● **Description of the task**
Rewrite the data from the line with "Drone-based agricultural survey in progress. Pinpoint white" up to and including the line with "[50,497,189,533]", putting "crop sprayer" in place of "precision sprayer" and keeping everything else the same. Leave the pictures out.

** start Extracted records **

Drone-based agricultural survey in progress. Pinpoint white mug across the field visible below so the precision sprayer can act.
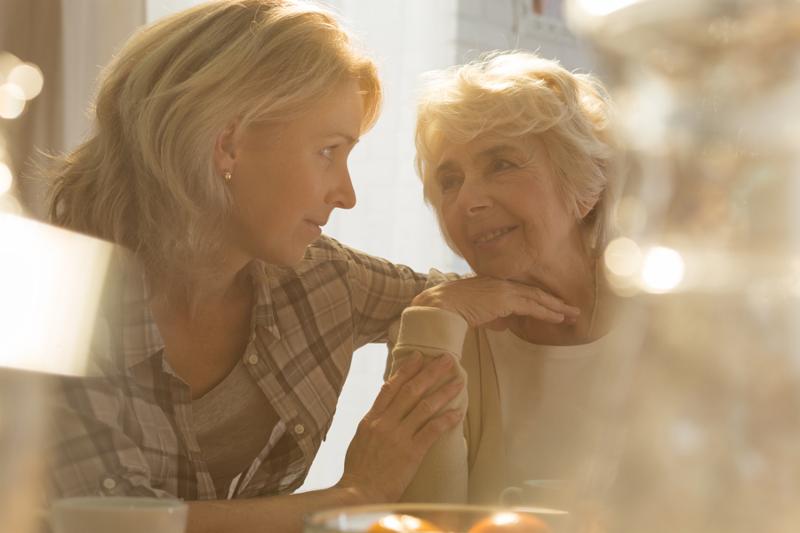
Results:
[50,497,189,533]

** end Extracted records **
** start Extracted records **

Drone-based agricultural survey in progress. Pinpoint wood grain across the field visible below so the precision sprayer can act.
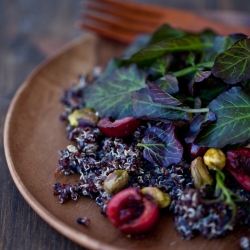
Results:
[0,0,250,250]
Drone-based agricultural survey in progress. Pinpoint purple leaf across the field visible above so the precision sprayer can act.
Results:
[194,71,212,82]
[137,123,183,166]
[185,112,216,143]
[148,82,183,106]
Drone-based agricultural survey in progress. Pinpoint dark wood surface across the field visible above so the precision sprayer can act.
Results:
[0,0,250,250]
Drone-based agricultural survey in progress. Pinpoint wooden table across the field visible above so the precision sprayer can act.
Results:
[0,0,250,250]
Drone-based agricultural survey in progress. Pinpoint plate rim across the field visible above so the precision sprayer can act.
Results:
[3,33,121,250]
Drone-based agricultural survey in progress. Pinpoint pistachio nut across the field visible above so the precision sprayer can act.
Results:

** end Extracted records **

● **Result below**
Drone-based agricultural survey in progress. Pinpoint white mug across the field visible below so the crop sprayer can act.
Results:
[50,497,189,533]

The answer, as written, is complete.